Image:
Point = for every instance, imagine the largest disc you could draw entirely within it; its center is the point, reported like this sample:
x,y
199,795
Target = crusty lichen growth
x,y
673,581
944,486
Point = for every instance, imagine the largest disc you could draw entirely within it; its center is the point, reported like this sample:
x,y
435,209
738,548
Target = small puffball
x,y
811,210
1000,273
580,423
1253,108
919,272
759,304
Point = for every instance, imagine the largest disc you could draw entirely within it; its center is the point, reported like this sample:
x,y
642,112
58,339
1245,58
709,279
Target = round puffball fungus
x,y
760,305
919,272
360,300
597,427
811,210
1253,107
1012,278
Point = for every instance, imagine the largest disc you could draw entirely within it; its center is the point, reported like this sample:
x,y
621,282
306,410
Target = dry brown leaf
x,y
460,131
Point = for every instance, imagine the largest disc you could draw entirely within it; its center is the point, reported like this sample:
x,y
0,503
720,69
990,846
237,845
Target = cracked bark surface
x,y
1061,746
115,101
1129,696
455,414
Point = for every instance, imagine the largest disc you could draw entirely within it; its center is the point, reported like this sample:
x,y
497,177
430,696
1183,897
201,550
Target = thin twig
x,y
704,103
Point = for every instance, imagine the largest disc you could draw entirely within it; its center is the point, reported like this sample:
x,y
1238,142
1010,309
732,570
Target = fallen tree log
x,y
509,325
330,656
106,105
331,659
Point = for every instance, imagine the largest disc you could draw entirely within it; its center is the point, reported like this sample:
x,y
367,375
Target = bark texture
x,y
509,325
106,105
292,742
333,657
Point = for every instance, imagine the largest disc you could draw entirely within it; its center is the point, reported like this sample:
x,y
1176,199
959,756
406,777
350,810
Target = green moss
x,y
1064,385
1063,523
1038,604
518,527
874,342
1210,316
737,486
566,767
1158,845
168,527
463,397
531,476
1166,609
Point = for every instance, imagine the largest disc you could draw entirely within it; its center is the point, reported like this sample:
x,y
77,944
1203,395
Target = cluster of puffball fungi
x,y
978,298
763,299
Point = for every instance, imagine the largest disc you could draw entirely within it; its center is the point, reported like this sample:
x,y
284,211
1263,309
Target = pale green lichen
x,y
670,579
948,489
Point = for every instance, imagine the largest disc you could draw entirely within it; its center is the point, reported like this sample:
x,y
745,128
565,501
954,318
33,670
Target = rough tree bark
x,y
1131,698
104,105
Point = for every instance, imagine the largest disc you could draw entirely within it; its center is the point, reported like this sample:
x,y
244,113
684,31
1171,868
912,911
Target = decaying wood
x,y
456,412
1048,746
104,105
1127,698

::::

● DIRECTIONS FOR THIS TASK
The answer must contain every line of the material, unchanged.

● SOLVED EXERCISE
Image:
Point = for every instance, imagine the largest disc you could draw entirely within it; its center is the point, reported like this sample:
x,y
199,795
Target = crusty lichen growth
x,y
673,581
944,486
Point = for every instance, imagine the largest disc you could draw entirely within it; its center is the point, reported like this sample:
x,y
435,209
738,548
Target = small puffball
x,y
811,210
1000,273
580,423
1253,108
919,272
759,304
Point = for every instance, imagine the largest disc you could draw entirely within it; its center is the point, reported like this sample:
x,y
642,112
58,339
1245,58
709,279
Target = round puffball fungus
x,y
760,305
919,272
360,300
597,427
811,210
1253,107
1012,278
Point = for every instance, imagine the largest disc you could draw entirely within it; its center is the point, reported like this sample:
x,y
621,282
306,410
Target = dry brown leaf
x,y
460,131
Point = for every instance, imagine the largest disc you could draw entirely within it; its center is the point, reported like this sample:
x,y
0,503
720,69
990,846
237,845
Target = cracked bark surface
x,y
1061,746
115,101
1129,696
455,414
Point = for every instance, imagine the largest disc you could draw entirely within it; its center is the point, reported like this sample:
x,y
497,177
430,696
1183,897
201,550
Target = thin twig
x,y
704,103
Point = for every instance, imagine the largest disc you could draw entirely within it; its center is the point, reported like this sample:
x,y
1238,142
1010,309
732,570
Target = fallen tree log
x,y
509,325
330,656
106,105
331,659
Point = for every instance, imagine the largest disc you could draw entirely within it; its center is the point, reported like this sample:
x,y
367,375
Target = bark texture
x,y
509,325
106,105
292,742
333,657
Point = for every instance, imagine the largest disc you could draw entirely within it; its center is the point, reported like this sample:
x,y
1176,199
959,756
406,777
350,810
Target = green moss
x,y
1064,385
1063,523
1038,604
518,527
874,342
1210,316
737,486
566,767
1158,845
168,527
463,397
531,476
1166,609
Point = for every instance, imagine the largest disc you could draw entirely within it; its center is the point, reported like this sample:
x,y
77,944
1203,395
Target = cluster of puffball fungi
x,y
978,298
763,299
Point = for every instance, imagine the largest disc you could draw entirely within it; its center is the point, reported like this sample:
x,y
284,211
1263,309
Target = pale green lichen
x,y
670,579
948,489
Point = for every instance, imagine the largest disc you could draw entirely within it; its center is the point, reported like this sample:
x,y
745,128
565,501
954,318
33,670
Target = rough tree bark
x,y
1131,698
104,105
Point = for every instance, imagine the largest disc you could draw entirely within it; its center is the point, reported like this sample:
x,y
244,113
684,31
1171,868
912,911
Target = decaying wood
x,y
456,412
1048,746
104,105
1127,698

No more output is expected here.